■ **What the exercise asks**: Please print, word for word, the part of the bridge pier article below that runs from "Human Spine Inspired" up to and including "or an earthquake.".

■ **Supplied passage**:
· · · · · · ·
Human Spine Inspired Bridge Pier

Engineers in the UK have started working on the development of a durable, low maintenance, and low carbon bridge pier inspired by the anatomy of the human spine. It can be easily built in only two days and demounted at the end of its life, while the design can endure earthquakes and damage caused by traffic and cold weather.

Project Leader Dr Mehdi Kashani says that the already existent bridges suffer from corrosion caused by salt spreading during the winter months, particularly in colder countries such as UK, US, Canada, and Japan, therefore they need expensive maintenance. They also tend to crack when exposed to dynamic loading, such as the one from a high speed train or an earthquake.

Instead of being fixed like these bridges, the human spine is made up of a number of vertebrae that are stacked flexibly on top of each other, allowing it to move freely. The intervertebral discs between the vertebrae dissipate energy from the movement of the body and absorb and transmit forces without damaging the vertebrae: “The vertebrae rock on top of the intervertebral discs, and the discs act as shock absorbers,” he said.

The new bridge pier will be based on this model, with precast composite segments with no reinforcing steel. The ‘intervertebral discs’ will go in between those solid segments and will be built of a new smart composite material that is being developed by the team. It will prevent the vertebrae from rubbing against each other, it will absorb impacts caused by the rocking of the vertebrae, it will provide mechanical damping under dynamic loading, and it will transfer shear forced through friction.

The new material will consist of entangled polymer fibres, which have already been used in the aerospace industry for vibration damping. Everything will be tied together at the end by a composite designed to act like the spine’s longitudinal ligament, which will pull the piers back into their central position if the bridge is subjected to lateral forces.
· · · · · · ·
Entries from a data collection

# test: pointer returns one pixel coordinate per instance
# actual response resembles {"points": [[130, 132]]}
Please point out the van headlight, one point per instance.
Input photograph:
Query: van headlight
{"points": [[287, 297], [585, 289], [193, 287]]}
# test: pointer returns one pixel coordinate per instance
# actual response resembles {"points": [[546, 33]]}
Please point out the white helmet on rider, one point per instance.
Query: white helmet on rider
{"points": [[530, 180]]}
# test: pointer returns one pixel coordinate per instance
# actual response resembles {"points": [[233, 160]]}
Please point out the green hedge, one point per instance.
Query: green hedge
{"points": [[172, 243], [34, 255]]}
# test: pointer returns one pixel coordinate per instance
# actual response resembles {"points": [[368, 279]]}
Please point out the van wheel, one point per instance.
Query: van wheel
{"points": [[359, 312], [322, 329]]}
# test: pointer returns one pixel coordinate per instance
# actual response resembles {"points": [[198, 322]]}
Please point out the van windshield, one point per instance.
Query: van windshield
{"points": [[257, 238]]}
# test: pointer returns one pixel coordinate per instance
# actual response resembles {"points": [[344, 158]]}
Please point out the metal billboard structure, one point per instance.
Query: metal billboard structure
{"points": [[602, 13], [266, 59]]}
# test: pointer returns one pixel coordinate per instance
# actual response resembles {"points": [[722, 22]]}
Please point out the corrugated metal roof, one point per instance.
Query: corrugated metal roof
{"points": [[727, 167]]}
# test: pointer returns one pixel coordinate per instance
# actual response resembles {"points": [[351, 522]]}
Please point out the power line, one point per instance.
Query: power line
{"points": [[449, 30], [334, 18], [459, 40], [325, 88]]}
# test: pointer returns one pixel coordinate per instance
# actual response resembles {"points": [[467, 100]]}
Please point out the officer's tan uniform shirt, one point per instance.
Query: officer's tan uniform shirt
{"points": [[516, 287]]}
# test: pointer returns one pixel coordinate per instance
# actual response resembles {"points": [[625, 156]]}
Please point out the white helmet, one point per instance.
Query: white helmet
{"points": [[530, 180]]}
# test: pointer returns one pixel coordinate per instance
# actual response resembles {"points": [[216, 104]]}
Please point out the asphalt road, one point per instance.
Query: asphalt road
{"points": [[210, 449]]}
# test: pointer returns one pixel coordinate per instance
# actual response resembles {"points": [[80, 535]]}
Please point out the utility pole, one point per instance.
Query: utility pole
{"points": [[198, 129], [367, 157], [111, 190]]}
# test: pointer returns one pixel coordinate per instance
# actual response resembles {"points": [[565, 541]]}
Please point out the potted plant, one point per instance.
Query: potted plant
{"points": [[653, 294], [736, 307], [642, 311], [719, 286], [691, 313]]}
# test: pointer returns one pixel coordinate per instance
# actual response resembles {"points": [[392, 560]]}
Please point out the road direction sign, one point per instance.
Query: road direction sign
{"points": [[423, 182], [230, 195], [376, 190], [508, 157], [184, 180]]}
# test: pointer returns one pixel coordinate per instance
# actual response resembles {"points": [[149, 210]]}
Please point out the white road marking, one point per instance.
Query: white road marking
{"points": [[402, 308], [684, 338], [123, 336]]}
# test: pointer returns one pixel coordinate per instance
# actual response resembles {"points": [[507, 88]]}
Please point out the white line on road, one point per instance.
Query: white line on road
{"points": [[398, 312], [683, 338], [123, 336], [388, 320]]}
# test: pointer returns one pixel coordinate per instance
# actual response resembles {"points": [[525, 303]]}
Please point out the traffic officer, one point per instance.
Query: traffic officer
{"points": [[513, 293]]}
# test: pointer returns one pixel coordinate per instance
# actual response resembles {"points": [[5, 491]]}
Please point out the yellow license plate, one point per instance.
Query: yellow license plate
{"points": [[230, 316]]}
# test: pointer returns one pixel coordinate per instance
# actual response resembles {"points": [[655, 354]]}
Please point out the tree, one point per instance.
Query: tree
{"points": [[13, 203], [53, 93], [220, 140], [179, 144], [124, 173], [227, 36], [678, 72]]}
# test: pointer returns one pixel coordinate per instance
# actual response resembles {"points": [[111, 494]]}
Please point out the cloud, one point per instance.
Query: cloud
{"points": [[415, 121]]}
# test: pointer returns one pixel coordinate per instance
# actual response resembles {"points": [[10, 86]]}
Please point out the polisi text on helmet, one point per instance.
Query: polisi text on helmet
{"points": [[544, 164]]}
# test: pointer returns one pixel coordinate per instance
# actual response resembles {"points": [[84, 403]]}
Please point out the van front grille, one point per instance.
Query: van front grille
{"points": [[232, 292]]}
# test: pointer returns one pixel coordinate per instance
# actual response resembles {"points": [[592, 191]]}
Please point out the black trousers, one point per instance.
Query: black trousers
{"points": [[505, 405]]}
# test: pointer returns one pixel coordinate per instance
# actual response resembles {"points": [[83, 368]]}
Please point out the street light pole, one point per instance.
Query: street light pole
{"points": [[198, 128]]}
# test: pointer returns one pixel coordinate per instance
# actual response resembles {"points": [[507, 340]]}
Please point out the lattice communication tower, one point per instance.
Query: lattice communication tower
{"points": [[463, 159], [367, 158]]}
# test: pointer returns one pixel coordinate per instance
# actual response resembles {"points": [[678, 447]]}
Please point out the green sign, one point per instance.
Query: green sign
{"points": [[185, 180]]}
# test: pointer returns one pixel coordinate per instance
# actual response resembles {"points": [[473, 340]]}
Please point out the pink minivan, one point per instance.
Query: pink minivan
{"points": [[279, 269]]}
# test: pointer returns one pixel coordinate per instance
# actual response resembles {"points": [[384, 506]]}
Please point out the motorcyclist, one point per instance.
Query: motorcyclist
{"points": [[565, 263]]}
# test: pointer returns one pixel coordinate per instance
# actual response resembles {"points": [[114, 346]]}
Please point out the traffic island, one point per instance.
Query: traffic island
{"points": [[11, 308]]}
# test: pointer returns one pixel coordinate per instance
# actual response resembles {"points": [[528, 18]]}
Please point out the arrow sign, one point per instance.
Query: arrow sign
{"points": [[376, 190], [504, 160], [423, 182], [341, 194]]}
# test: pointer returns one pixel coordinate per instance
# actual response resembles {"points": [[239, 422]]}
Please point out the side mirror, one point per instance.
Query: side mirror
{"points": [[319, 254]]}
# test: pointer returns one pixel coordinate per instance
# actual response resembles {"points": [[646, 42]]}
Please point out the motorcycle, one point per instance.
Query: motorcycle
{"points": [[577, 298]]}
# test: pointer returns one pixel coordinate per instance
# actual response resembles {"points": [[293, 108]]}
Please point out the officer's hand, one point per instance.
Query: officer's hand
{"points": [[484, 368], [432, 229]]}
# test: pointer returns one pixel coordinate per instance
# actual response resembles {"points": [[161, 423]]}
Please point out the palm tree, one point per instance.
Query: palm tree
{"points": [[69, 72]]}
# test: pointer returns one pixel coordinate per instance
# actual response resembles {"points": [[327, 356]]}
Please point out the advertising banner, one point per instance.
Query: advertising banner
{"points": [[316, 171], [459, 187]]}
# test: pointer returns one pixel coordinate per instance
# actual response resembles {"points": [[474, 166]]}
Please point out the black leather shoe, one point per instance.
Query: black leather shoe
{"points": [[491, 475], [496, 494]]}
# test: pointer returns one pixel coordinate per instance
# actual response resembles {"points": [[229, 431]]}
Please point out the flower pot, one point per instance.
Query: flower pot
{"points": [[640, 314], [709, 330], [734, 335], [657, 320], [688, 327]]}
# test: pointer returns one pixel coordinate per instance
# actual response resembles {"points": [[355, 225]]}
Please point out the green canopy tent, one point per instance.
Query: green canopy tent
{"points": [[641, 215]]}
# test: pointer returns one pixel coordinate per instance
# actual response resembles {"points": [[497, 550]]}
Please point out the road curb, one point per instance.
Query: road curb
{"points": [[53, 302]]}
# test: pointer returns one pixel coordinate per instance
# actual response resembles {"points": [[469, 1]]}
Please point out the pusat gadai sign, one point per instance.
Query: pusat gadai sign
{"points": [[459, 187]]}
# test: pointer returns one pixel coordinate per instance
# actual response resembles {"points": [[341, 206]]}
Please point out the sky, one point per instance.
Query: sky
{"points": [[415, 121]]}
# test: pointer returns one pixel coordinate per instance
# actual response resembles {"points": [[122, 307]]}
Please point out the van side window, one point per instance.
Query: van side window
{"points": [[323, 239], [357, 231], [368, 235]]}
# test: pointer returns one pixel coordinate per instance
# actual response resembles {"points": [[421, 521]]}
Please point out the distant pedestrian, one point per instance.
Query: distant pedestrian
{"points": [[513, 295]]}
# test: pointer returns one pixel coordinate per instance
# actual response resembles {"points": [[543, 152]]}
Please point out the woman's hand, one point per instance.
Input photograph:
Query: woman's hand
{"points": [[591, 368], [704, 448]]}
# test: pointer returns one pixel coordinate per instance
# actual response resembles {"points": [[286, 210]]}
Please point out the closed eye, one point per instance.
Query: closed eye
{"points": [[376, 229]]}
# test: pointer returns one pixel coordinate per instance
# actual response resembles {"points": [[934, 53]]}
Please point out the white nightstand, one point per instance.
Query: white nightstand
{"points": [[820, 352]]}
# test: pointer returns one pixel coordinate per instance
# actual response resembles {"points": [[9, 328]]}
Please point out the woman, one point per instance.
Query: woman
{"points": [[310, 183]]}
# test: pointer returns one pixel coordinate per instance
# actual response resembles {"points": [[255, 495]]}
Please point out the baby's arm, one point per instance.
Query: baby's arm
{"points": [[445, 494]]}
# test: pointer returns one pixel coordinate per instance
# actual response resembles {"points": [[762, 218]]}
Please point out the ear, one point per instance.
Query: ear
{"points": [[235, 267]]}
· · · · · · ·
■ **Expected answer**:
Human Spine Inspired Bridge Pier

Engineers in the UK have started working on the development of a durable, low maintenance, and low carbon bridge pier inspired by the anatomy of the human spine. It can be easily built in only two days and demounted at the end of its life, while the design can endure earthquakes and damage caused by traffic and cold weather.

Project Leader Dr Mehdi Kashani says that the already existent bridges suffer from corrosion caused by salt spreading during the winter months, particularly in colder countries such as UK, US, Canada, and Japan, therefore they need expensive maintenance. They also tend to crack when exposed to dynamic loading, such as the one from a high speed train or an earthquake.